Annotated coordinate records:
──────
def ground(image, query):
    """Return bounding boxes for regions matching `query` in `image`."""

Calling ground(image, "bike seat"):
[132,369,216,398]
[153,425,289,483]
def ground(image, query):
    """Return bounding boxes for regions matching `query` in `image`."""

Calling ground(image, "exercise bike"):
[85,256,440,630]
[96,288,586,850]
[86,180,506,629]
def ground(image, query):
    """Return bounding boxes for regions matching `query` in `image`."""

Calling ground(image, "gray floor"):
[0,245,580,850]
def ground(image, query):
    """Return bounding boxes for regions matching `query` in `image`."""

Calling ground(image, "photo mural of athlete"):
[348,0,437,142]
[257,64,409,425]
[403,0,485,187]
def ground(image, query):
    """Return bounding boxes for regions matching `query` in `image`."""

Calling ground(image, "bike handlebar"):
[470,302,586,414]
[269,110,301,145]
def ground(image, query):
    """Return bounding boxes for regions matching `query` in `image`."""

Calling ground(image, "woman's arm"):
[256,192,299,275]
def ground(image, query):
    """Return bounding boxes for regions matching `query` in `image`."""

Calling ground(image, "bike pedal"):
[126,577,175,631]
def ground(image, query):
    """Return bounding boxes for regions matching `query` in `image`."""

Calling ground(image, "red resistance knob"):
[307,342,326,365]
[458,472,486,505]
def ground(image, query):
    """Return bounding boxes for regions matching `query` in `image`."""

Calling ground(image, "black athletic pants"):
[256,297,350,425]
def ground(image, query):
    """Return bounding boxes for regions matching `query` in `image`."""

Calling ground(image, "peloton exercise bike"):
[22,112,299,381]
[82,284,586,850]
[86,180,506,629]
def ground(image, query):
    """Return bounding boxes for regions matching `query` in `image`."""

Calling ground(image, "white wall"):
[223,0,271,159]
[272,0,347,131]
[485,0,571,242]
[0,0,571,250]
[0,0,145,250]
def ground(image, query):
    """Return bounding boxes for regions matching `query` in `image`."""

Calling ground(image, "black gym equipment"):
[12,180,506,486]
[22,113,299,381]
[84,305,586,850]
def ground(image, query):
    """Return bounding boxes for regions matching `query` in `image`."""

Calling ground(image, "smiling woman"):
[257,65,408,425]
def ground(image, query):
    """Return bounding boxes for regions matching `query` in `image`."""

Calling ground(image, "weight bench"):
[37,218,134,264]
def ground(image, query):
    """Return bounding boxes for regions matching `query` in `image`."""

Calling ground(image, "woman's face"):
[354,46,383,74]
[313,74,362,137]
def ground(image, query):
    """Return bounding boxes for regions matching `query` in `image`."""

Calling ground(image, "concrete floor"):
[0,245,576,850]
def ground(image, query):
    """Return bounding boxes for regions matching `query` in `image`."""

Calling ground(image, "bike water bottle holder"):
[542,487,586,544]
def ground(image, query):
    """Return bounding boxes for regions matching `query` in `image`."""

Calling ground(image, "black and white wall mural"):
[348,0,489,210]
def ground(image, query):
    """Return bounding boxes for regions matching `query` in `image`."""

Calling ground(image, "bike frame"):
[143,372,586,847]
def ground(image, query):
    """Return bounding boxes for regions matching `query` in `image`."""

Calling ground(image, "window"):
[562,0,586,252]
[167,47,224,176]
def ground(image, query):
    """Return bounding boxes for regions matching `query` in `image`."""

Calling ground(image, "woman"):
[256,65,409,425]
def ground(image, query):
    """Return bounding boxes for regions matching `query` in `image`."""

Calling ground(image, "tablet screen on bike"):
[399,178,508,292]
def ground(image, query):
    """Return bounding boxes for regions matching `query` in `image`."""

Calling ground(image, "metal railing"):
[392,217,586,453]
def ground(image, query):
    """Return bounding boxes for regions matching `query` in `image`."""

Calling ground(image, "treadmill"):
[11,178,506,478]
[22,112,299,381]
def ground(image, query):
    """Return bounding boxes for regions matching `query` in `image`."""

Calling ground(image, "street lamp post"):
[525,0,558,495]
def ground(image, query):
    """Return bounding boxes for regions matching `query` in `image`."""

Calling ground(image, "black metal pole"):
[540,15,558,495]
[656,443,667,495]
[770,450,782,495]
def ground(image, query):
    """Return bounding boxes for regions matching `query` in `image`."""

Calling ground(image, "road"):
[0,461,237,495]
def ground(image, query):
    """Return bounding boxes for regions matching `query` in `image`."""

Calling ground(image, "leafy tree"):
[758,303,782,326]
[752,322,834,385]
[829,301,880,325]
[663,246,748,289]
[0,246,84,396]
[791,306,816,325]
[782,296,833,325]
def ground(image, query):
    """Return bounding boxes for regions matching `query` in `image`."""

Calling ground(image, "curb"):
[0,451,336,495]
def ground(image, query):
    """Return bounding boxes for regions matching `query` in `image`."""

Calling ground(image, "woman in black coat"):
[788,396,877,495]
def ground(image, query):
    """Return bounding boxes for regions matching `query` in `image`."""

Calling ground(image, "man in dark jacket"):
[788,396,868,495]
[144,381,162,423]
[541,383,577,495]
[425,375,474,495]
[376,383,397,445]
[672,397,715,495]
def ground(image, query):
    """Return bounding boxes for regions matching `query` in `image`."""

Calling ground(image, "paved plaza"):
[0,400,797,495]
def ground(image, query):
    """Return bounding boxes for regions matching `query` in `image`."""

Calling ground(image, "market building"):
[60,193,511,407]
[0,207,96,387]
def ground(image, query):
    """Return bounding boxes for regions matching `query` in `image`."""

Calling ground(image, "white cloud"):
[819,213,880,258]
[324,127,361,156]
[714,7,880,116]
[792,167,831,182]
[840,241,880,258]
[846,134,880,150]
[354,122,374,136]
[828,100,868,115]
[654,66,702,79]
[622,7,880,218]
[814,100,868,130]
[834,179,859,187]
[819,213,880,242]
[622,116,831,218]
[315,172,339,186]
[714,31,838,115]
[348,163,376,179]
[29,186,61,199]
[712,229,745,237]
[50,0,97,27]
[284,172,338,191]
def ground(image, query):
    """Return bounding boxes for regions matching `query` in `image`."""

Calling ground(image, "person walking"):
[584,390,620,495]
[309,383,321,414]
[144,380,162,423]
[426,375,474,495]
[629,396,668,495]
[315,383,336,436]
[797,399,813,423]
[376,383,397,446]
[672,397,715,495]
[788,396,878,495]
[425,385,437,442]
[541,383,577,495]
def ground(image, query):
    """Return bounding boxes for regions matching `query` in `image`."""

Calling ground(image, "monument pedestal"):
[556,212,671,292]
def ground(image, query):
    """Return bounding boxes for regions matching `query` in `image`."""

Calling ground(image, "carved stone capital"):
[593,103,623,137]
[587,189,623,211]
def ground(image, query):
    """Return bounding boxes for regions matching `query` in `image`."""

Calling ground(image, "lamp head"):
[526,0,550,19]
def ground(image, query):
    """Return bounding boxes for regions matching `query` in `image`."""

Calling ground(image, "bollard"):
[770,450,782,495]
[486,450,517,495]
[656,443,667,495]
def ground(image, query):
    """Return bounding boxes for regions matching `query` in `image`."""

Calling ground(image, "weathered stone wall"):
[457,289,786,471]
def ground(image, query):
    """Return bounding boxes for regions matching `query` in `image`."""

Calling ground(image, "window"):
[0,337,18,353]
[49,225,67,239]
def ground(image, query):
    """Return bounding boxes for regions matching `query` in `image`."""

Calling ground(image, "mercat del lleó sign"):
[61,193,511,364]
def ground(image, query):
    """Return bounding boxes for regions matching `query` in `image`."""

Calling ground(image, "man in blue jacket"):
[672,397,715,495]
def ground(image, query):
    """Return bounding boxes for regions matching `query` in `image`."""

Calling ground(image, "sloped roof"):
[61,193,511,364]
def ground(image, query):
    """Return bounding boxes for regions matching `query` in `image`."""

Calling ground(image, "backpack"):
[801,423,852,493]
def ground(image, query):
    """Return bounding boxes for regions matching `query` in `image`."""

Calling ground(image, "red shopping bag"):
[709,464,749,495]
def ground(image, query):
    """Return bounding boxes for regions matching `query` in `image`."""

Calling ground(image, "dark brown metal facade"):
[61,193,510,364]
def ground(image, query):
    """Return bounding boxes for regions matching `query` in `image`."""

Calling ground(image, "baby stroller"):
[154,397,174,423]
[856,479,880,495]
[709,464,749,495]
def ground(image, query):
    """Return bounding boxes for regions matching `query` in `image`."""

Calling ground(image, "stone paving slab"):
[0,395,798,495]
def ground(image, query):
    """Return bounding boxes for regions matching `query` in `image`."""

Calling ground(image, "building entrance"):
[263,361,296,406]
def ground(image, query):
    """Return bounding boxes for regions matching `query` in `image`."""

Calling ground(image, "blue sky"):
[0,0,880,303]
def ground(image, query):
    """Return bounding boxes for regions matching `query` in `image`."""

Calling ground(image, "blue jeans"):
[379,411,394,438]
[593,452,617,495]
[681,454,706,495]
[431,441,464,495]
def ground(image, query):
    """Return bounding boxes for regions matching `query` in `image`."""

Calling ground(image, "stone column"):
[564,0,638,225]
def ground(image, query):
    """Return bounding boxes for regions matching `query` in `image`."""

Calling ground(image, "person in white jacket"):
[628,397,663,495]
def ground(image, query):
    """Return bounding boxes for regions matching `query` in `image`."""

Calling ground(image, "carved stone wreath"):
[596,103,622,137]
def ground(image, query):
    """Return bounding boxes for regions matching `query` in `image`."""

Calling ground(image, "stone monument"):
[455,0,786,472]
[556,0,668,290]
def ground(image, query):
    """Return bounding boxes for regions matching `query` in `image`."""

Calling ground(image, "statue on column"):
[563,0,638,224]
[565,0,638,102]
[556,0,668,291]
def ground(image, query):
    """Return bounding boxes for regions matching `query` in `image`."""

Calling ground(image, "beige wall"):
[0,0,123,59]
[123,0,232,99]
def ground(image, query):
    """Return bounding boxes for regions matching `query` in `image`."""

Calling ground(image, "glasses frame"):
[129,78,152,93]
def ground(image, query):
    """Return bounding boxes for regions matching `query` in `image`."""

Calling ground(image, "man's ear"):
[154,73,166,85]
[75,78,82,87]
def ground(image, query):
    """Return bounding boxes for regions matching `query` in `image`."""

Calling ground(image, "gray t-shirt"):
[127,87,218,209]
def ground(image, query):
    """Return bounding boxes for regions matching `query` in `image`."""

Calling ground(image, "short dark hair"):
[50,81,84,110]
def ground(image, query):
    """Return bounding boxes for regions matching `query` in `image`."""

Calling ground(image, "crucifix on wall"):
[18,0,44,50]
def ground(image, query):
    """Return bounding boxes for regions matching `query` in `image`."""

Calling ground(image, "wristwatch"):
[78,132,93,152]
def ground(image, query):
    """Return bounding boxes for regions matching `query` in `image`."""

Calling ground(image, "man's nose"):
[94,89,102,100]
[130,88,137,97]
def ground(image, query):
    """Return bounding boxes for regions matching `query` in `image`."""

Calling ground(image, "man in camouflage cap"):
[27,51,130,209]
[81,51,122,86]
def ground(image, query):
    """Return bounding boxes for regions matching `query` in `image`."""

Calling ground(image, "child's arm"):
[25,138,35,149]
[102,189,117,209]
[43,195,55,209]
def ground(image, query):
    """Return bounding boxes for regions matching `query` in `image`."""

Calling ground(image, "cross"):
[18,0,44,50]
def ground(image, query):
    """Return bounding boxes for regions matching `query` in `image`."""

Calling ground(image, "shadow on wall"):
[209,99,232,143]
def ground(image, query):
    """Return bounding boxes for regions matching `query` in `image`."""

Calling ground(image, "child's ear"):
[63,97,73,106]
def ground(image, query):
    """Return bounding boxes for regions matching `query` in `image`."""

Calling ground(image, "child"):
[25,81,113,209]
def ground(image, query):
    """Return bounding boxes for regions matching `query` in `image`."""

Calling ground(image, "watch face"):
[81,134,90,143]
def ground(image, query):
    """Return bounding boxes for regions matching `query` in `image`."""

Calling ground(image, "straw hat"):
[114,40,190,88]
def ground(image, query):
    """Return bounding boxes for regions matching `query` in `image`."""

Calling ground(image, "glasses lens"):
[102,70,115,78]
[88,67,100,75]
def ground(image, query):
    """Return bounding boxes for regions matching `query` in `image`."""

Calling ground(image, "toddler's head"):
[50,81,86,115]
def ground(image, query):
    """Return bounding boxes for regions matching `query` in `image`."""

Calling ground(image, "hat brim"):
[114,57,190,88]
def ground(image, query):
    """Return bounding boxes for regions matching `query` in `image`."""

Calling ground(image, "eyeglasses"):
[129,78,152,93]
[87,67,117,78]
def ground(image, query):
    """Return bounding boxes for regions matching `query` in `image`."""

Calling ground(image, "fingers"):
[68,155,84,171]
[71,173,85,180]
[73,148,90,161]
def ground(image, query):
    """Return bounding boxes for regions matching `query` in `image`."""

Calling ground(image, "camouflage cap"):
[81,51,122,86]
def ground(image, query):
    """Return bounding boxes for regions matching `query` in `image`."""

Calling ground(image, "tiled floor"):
──────
* Goal
Format the listing from its first line up to and including the line with "[0,0,145,250]" as a Markdown table. Use the columns Row and Line, number each line, and leave out blank lines.

* Written reply
| Row | Line |
|---|---|
| 1 | def ground(image, query): |
| 2 |     """Return bounding boxes for regions matching `query` in `image`.""" |
| 3 | Calling ground(image, "bike seat"): |
| 4 | [132,369,216,398] |
| 5 | [153,425,289,483] |
| 6 | def ground(image, query): |
| 7 |     """Return bounding boxes for regions matching `query` in `image`.""" |
| 8 | Calling ground(image, "exercise bike"): |
| 9 | [85,256,440,630] |
| 10 | [96,288,586,850] |
| 11 | [86,180,506,629] |
| 12 | def ground(image, query): |
| 13 |     """Return bounding boxes for regions matching `query` in `image`.""" |
| 14 | Calling ground(image, "gray floor"): |
| 15 | [0,245,580,850] |
| 16 | def ground(image, query): |
| 17 |     """Return bounding boxes for regions matching `query` in `image`.""" |
| 18 | Calling ground(image, "photo mural of athlete"): |
| 19 | [348,0,437,142] |
| 20 | [257,64,409,425] |
| 21 | [403,0,485,187] |
| 22 | def ground(image, query): |
| 23 |     """Return bounding boxes for regions matching `query` in `image`.""" |
| 24 | Calling ground(image, "bike handlebar"): |
| 25 | [470,302,586,414] |
| 26 | [269,110,301,145] |
| 27 | def ground(image, query): |
| 28 |     """Return bounding boxes for regions matching `query` in `image`.""" |
| 29 | Calling ground(image, "woman's arm"): |
| 30 | [256,192,299,275] |
| 31 | def ground(image, query): |
| 32 |     """Return bounding boxes for regions matching `query` in `image`.""" |
| 33 | Calling ground(image, "bike pedal"): |
| 34 | [126,577,175,631] |
| 35 | def ground(image, query): |
| 36 |     """Return bounding boxes for regions matching `query` in `image`.""" |
| 37 | Calling ground(image, "red resistance knob"): |
| 38 | [307,342,326,365] |
| 39 | [458,472,486,505] |
| 40 | def ground(image, query): |
| 41 |     """Return bounding boxes for regions matching `query` in `image`.""" |
| 42 | Calling ground(image, "black athletic pants"): |
| 43 | [256,297,350,425] |
| 44 | def ground(image, query): |
| 45 |     """Return bounding boxes for regions matching `query` in `image`.""" |
| 46 | Calling ground(image, "peloton exercise bike"): |
| 47 | [22,112,299,381] |
| 48 | [82,284,586,850] |
| 49 | [86,180,506,629] |
| 50 | def ground(image, query): |
| 51 |     """Return bounding boxes for regions matching `query` in `image`.""" |
| 52 | Calling ground(image, "white wall"): |
| 53 | [223,0,271,159] |
| 54 | [272,0,347,131] |
| 55 | [485,0,571,242] |
| 56 | [0,0,571,250] |
| 57 | [0,0,145,250] |